*** Data records ***

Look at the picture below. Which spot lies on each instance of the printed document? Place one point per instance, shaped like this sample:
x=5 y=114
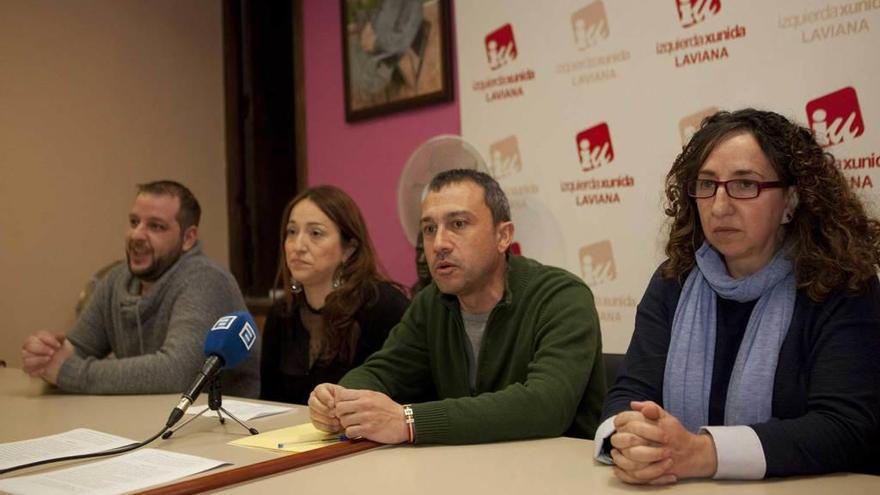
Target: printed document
x=73 y=442
x=133 y=471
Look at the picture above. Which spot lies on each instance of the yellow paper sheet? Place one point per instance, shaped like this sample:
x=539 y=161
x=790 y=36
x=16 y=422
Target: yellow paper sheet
x=299 y=438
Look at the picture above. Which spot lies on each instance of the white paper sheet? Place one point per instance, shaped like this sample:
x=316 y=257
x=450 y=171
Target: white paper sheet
x=73 y=442
x=125 y=473
x=244 y=411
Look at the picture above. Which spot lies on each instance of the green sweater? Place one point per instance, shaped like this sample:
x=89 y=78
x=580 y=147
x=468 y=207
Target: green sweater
x=539 y=372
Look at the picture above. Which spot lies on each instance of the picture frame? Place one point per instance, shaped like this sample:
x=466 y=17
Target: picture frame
x=396 y=55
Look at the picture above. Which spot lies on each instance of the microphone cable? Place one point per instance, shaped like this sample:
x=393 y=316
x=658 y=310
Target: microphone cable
x=117 y=450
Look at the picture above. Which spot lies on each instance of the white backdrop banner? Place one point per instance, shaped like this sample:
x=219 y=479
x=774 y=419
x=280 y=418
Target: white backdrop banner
x=580 y=108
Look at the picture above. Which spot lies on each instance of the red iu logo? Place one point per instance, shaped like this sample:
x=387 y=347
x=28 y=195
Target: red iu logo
x=590 y=25
x=500 y=46
x=504 y=157
x=836 y=117
x=692 y=12
x=594 y=147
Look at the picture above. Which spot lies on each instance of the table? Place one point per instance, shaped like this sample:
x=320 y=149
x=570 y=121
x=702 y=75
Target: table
x=547 y=466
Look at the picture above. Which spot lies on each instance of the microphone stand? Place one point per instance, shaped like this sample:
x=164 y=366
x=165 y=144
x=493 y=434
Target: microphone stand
x=215 y=403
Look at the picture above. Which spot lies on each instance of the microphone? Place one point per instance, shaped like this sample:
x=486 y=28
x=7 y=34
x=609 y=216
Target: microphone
x=228 y=344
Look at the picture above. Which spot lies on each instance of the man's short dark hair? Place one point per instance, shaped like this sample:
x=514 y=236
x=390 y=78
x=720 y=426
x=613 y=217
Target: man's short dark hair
x=190 y=212
x=493 y=195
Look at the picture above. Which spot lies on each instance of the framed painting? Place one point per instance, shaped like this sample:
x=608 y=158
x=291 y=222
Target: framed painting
x=396 y=55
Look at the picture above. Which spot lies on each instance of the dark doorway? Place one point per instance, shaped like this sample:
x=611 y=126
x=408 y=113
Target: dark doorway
x=260 y=64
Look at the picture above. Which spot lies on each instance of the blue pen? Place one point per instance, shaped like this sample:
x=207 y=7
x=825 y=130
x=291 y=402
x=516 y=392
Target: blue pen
x=339 y=438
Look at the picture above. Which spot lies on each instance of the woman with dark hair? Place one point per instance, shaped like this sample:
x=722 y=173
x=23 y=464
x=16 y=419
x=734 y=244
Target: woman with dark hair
x=755 y=346
x=338 y=307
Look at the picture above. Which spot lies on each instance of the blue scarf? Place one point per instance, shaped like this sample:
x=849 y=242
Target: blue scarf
x=687 y=380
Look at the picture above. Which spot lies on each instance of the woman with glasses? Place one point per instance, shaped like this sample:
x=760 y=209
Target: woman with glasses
x=756 y=344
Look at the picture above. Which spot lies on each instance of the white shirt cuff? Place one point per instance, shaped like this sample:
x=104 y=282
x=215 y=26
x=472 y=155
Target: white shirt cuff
x=602 y=432
x=738 y=451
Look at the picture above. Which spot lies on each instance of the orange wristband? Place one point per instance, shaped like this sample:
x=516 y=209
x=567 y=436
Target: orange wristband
x=410 y=422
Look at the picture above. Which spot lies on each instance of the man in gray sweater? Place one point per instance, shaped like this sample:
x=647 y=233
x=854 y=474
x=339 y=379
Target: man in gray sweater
x=144 y=329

*** End of Data records ***

--- Aim of the exercise ---
Write out only the lines that run from the line containing "x=387 y=347" through the line containing "of the table?", both included, exactly as they appear above.

--- Worked solution ---
x=387 y=347
x=28 y=195
Target: red iu logo
x=590 y=25
x=500 y=46
x=504 y=157
x=836 y=117
x=692 y=12
x=594 y=147
Look at the picture above. Which spot lies on each instance of the table? Place one point per instance, shaped like this sample:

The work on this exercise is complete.